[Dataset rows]
"""
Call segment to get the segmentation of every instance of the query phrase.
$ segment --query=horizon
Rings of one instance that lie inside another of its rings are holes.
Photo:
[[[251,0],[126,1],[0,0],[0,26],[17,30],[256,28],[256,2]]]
"""
Please give every line of the items above as a numbered list, leaving out blank lines.

# Task result:
1. Call segment to get the segmentation of every instance of the query phrase.
2. $ segment --query=horizon
3. Rings of one instance that lie inside another of its rings are holes.
4. Photo:
5. [[[251,0],[126,1],[0,0],[0,26],[17,30],[256,28],[256,2]]]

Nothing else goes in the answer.